▶ _Given task A_:
Answer these questions from the article on Chicago's quality-of-life plans, one answer per line, marked the same way:
(i) For how long will LISC support the communities through asset mapping?
(ii) How much investment have the quality of life plans led to?
(iii) How long is each plan meant to exist?
▶ _Given task B_: In one to three sentences, explain what the asset mapping described in the article on Chicago's quality-of-life plans is for.
▶ _Given task C_: Write the next part of the article on Chicago's quality-of-life plans, starting after its last sentence.

▶ _Selected passage_:
* START *
Communities create quality of life plans to bring change
Communities create quality of life plans to bring change
BY TIA CAROL JONES
The Local Initiatives Support Corporation (LISC) Chicago has chosen to partner with neighborhoods on the South and Far South Sides of Chicago to create comprehensive quality-of-life plans.
The goal of the partnership is to help bring equitable change to these neighborhoods.
Throughout the next six months, LISC will support to these communities through asset mapping, which helps organizations determine what resources are present in a community and what is needed to enable more capacity building.
Other LISC support includes collaborating with advisory committees and establishing outreach campaigns in the communities where the quality of life plans will be created.
The quality of life plans have led to more than a billion dollars in investments for communities. Planning might take three to four months, then the vision would be published, and working groups would be convened.
After a year, a reflection and assessment would take place. The aim is that each plan would exist for three to five years and include renewal phases.
* END *
▶ _Stored data_:
* START *
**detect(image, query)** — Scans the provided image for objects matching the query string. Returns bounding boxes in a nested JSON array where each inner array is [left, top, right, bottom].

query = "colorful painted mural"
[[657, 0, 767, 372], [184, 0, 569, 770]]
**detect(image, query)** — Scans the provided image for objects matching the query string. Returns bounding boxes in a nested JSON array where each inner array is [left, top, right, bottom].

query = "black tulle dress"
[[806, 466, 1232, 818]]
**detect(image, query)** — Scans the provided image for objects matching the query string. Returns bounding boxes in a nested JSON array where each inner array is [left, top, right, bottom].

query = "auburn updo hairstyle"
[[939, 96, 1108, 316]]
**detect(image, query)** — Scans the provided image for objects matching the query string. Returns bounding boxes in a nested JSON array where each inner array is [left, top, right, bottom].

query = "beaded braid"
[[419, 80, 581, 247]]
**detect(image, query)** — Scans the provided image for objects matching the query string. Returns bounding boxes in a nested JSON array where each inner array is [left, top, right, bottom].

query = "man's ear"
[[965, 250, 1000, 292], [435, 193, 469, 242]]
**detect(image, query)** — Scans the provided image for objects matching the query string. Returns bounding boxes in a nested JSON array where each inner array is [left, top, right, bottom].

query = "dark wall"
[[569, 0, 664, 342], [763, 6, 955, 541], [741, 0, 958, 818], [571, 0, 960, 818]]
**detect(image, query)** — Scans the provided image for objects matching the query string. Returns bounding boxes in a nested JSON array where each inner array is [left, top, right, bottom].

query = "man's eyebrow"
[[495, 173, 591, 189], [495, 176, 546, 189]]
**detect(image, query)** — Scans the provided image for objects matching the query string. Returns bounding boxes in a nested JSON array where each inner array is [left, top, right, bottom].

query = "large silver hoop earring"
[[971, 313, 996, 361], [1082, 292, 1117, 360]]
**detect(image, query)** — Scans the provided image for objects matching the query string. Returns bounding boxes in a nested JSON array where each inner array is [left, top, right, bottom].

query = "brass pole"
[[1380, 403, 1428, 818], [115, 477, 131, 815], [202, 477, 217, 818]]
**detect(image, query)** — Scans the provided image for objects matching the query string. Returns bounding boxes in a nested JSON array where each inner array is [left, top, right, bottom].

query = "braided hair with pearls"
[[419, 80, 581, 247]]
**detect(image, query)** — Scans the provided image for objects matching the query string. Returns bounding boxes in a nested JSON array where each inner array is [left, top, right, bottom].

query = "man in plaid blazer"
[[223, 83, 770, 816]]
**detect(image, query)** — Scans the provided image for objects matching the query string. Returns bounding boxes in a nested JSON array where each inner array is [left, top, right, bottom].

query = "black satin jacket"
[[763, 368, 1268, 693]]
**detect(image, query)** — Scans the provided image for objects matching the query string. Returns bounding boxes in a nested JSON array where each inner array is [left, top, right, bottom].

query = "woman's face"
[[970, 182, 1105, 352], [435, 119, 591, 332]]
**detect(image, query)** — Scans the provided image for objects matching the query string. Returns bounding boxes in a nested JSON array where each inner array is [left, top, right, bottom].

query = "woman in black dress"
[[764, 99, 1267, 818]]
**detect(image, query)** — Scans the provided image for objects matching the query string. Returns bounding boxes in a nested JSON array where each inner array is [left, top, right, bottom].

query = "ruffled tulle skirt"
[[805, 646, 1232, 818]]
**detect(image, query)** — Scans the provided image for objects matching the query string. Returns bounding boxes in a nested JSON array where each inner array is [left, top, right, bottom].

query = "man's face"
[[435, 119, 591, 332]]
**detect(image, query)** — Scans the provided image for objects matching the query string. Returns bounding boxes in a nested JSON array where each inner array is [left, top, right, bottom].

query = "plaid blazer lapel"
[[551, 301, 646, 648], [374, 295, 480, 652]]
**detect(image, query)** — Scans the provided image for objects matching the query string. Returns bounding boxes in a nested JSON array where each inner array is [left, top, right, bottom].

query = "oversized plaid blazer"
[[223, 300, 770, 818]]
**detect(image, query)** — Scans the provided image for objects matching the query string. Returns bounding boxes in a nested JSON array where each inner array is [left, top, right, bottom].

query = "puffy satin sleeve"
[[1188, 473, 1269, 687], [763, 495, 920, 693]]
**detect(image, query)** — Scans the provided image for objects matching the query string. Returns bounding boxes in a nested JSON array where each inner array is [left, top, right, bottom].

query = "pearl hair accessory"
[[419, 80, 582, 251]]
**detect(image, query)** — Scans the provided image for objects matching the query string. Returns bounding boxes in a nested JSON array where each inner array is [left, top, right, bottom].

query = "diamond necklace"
* END *
▶ _Output A_:
(i) Throughout the next six months.
(ii) More than a billion dollars.
(iii) Three to five years, including renewal phases.

▶ _Output B_: Asset mapping helps organizations determine what resources are already present in a community and what is still needed. Knowing both allows more capacity building in the neighborhoods where the plans will be created.

▶ _Output C_:
Jake Ament is the Director of the Neighborhood Network at LISC. Ament said there were 11 different applications from a wide range of neighborhoods. “They [the community organizations chosen to do the work] brought the strongest group of stakeholders together, so there’s a really wide and diverse set of folks,” he said.
Ament said in South Shore, there’s several different coalitions who have been doing planning and organizing work on different issues and they’ve really come together much more in the last year. “They want to use that quality of life plan as a way to unite that vision into one comprehensive vision that includes all of the work they’re doing to make sure there’s not gaps in what they’re trying to achieve,” he said.
Ament said with the Far South Chicago Coalition, there was a lot of work already done in different places around the community. “They really saw the quality of life plan opportunity as a way to create the table [and] bring everybody together. So, they’re starting from more of a blank slate in terms of the plan,” he said. “It’s a big group of folks who have an extreme amount of enthusiasm to take this opportunity to work together, to be able to create that vision for a community and use that as a way to drive resources, and help make things happen in the Roseland, Pullman, [and] West Pullman area[s],” he explained.
Ament said there are also big opportunities already planned for these communities, which include Invest South/West and the Amazon Distribution Center.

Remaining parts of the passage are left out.